> _Texto presentado_
━━━━━━━━

Todos y cada uno de los capítulos que forman la relación de viajes del fraile dominico inglés a Nueva España nos ponen en el lugar y la época, su narratoria es precisa y los detalles que va dando hacen sentirnos que vamos junto a él. Esta vez nos dice del sometimiento que los indios tenían y de esa adoración que profesaban hacia los religiosos. De pronto me da la idea de una escena propia de las demostraciones que Moctezuma tenía de sus súbditos, es decir, esa especie de herencia que pasó de la corte mexica a las distintas ordenes religiosas envueltas en su halo de divinidad.
"El día 14 de septiembre salimos de la ciudad de San Juan de Ulúa, y entramos en la calzada de México, que, durante tres o cuatro leguas, nos pareció muy arenosa, pero tan ancha y despejada como el camino de Londres a San Albán. Los primeros indios que encontramos fueron los de Veracruz la vieja, que es un pueblo situado a las orillas de la mar, donde tuvieron intensión de establecerse los primeros españoles que emprendieron la conquista del país. Ya hemos dicho que el poco abrigo de que gozaban las naves para preservarse de los vientos del norte, fue causa de que abandonaran aquel sitio por el en que permanecen todavía.

━━━━━━━━

> _Datos proporcionados_
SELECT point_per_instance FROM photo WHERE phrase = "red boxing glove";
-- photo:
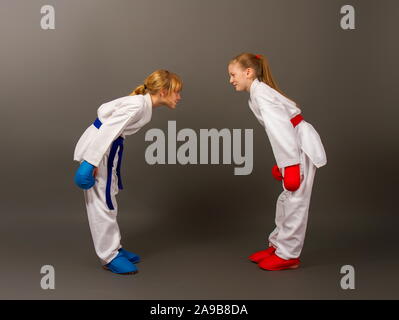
(276, 173)
(292, 178)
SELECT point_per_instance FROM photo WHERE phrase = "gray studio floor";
(182, 263)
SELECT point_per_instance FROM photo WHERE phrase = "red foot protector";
(260, 255)
(274, 262)
(292, 178)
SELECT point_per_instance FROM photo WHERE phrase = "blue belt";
(118, 143)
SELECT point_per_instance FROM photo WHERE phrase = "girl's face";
(240, 78)
(171, 100)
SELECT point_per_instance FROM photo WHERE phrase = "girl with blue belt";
(99, 151)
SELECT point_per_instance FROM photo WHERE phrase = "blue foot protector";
(132, 257)
(84, 175)
(121, 265)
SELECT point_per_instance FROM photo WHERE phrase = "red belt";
(295, 120)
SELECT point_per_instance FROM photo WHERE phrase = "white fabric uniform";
(121, 117)
(291, 145)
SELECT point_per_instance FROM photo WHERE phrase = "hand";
(84, 177)
(276, 173)
(292, 179)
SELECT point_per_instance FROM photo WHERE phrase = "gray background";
(194, 226)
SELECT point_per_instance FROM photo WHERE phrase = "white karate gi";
(290, 146)
(121, 117)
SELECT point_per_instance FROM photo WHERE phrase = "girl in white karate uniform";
(99, 151)
(297, 149)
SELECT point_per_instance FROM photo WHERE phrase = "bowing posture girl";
(297, 149)
(99, 151)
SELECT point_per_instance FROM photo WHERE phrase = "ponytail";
(158, 80)
(261, 66)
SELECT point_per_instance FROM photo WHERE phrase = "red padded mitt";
(292, 177)
(276, 173)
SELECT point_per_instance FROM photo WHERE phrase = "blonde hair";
(261, 66)
(158, 80)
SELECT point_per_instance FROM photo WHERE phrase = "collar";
(254, 84)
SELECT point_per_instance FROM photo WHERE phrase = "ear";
(163, 92)
(249, 72)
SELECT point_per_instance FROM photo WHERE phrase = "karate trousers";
(102, 220)
(292, 210)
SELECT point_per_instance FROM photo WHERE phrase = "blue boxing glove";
(84, 177)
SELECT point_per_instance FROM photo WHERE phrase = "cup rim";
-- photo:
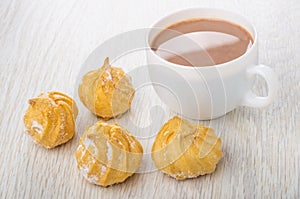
(211, 9)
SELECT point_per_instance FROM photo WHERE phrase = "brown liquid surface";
(202, 42)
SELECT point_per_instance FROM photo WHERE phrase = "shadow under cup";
(200, 92)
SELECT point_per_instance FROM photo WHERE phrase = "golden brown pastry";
(184, 150)
(108, 154)
(107, 92)
(50, 119)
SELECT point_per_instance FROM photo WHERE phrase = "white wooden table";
(42, 47)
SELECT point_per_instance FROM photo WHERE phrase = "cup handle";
(270, 77)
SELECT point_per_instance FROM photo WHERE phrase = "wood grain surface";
(42, 47)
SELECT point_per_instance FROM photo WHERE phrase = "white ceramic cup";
(209, 92)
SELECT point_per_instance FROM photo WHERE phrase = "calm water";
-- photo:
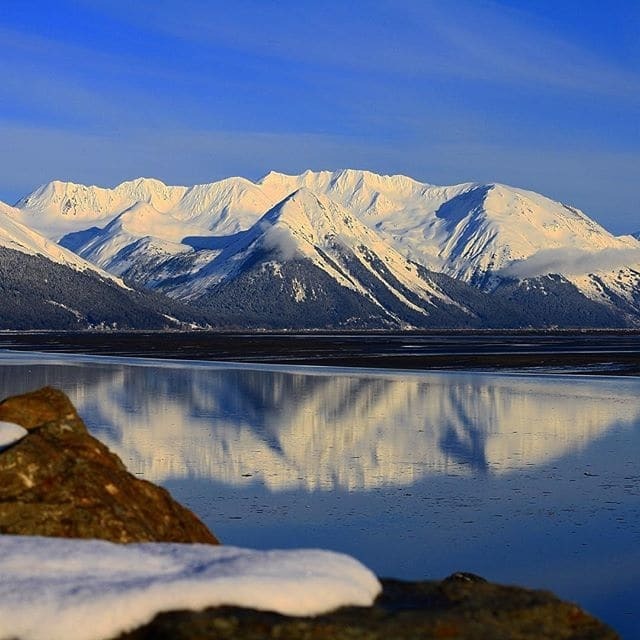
(523, 479)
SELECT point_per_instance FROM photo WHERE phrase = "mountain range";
(347, 249)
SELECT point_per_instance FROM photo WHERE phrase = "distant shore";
(570, 352)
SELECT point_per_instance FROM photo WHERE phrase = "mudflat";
(569, 352)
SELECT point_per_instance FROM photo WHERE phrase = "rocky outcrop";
(61, 481)
(462, 606)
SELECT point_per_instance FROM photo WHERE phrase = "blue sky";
(538, 94)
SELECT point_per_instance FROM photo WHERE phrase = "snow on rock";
(59, 589)
(20, 237)
(10, 433)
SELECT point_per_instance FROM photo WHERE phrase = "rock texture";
(60, 481)
(461, 607)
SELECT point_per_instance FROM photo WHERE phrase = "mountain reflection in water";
(353, 430)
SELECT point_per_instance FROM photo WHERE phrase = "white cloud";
(572, 262)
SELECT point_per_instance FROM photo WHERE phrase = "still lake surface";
(533, 480)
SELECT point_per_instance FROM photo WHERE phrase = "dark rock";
(60, 481)
(463, 606)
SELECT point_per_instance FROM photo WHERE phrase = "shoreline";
(572, 353)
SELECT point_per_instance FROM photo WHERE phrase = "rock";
(462, 606)
(60, 481)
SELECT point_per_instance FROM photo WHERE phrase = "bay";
(533, 480)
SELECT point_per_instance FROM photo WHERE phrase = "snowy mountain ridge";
(189, 240)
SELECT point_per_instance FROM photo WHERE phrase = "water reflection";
(293, 430)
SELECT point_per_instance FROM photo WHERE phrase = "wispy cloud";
(572, 262)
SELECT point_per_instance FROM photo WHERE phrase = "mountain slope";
(380, 238)
(308, 263)
(43, 285)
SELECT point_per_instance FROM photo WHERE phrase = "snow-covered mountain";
(44, 285)
(378, 239)
(311, 256)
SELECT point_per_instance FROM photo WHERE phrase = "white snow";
(468, 231)
(10, 433)
(59, 589)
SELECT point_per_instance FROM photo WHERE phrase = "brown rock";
(461, 607)
(61, 481)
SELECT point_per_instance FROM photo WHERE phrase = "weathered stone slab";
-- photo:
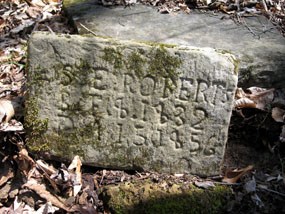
(255, 41)
(130, 105)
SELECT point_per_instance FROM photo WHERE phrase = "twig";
(90, 31)
(228, 184)
(272, 191)
(250, 30)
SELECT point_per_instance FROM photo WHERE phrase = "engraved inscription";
(152, 115)
(164, 108)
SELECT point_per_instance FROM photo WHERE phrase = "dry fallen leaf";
(232, 176)
(204, 184)
(43, 193)
(77, 177)
(278, 114)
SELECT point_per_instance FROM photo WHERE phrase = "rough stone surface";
(130, 105)
(255, 41)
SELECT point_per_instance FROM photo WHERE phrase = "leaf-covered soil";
(252, 180)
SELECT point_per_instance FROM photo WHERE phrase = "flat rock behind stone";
(127, 105)
(254, 40)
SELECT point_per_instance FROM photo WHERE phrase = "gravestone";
(128, 105)
(257, 44)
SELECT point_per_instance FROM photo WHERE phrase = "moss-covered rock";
(149, 197)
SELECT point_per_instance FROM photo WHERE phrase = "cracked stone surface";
(128, 105)
(255, 41)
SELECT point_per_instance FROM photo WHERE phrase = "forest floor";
(254, 162)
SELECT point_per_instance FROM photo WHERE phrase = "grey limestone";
(257, 43)
(129, 105)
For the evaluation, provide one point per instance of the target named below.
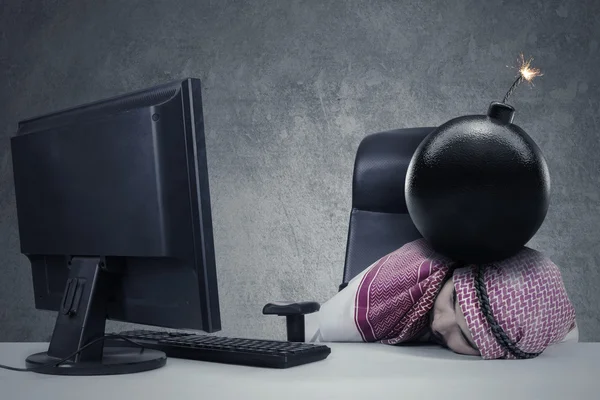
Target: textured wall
(290, 89)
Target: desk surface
(353, 370)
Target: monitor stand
(82, 319)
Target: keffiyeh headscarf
(396, 293)
(515, 308)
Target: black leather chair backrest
(379, 221)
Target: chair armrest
(291, 308)
(294, 316)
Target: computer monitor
(114, 215)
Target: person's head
(523, 298)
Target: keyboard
(249, 352)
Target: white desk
(353, 370)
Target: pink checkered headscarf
(395, 295)
(528, 301)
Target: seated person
(515, 308)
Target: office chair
(379, 220)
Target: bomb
(478, 187)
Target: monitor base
(115, 361)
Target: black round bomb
(478, 187)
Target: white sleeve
(335, 320)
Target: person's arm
(334, 322)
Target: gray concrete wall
(290, 89)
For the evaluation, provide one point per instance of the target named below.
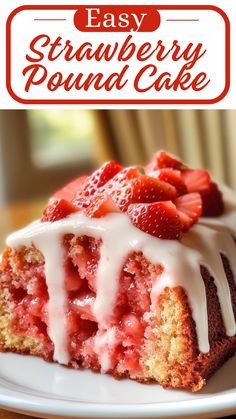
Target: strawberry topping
(189, 208)
(213, 205)
(162, 160)
(172, 176)
(98, 178)
(160, 219)
(164, 199)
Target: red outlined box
(126, 100)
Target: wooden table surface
(12, 218)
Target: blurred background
(40, 150)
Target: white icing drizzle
(180, 259)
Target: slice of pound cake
(130, 272)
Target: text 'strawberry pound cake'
(122, 276)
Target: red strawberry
(96, 180)
(189, 208)
(196, 180)
(141, 189)
(68, 192)
(160, 219)
(100, 205)
(83, 305)
(162, 160)
(212, 201)
(173, 177)
(58, 209)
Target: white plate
(31, 386)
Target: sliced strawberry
(68, 192)
(173, 177)
(163, 160)
(212, 201)
(95, 181)
(189, 208)
(123, 176)
(141, 189)
(58, 209)
(196, 180)
(160, 219)
(100, 205)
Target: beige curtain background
(202, 138)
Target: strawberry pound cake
(130, 272)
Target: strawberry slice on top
(173, 177)
(95, 181)
(212, 200)
(196, 180)
(160, 219)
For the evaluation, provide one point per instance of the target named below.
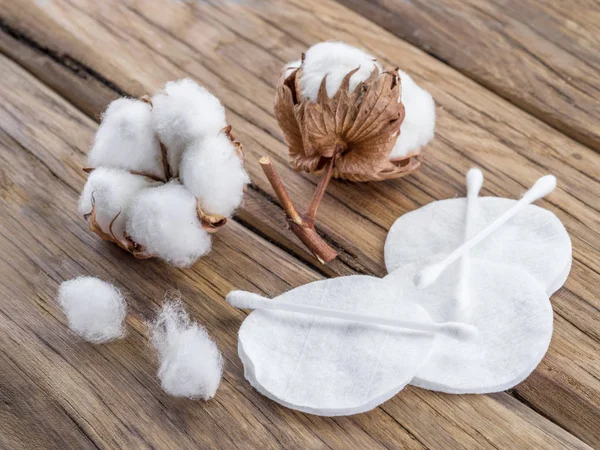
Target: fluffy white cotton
(334, 60)
(94, 308)
(290, 67)
(190, 362)
(126, 139)
(164, 221)
(212, 170)
(182, 113)
(111, 191)
(419, 121)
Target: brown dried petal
(364, 123)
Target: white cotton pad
(534, 241)
(212, 170)
(94, 308)
(110, 191)
(418, 126)
(164, 221)
(333, 60)
(182, 113)
(333, 367)
(190, 363)
(126, 139)
(511, 312)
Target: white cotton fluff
(212, 170)
(290, 67)
(94, 308)
(164, 221)
(111, 191)
(419, 121)
(126, 139)
(182, 113)
(190, 362)
(334, 60)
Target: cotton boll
(126, 139)
(183, 113)
(190, 362)
(290, 67)
(94, 308)
(334, 60)
(212, 170)
(111, 192)
(164, 221)
(419, 121)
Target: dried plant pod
(363, 123)
(341, 116)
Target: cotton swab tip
(427, 276)
(474, 180)
(541, 188)
(460, 331)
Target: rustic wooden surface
(64, 60)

━━━━━━━━

> _Instrucciones_
En el relato de viaje a Nueva España, ¿qué día salieron de la ciudad de San Juan de Ulúa?

> _Respuesta modelo_
El 14 de septiembre.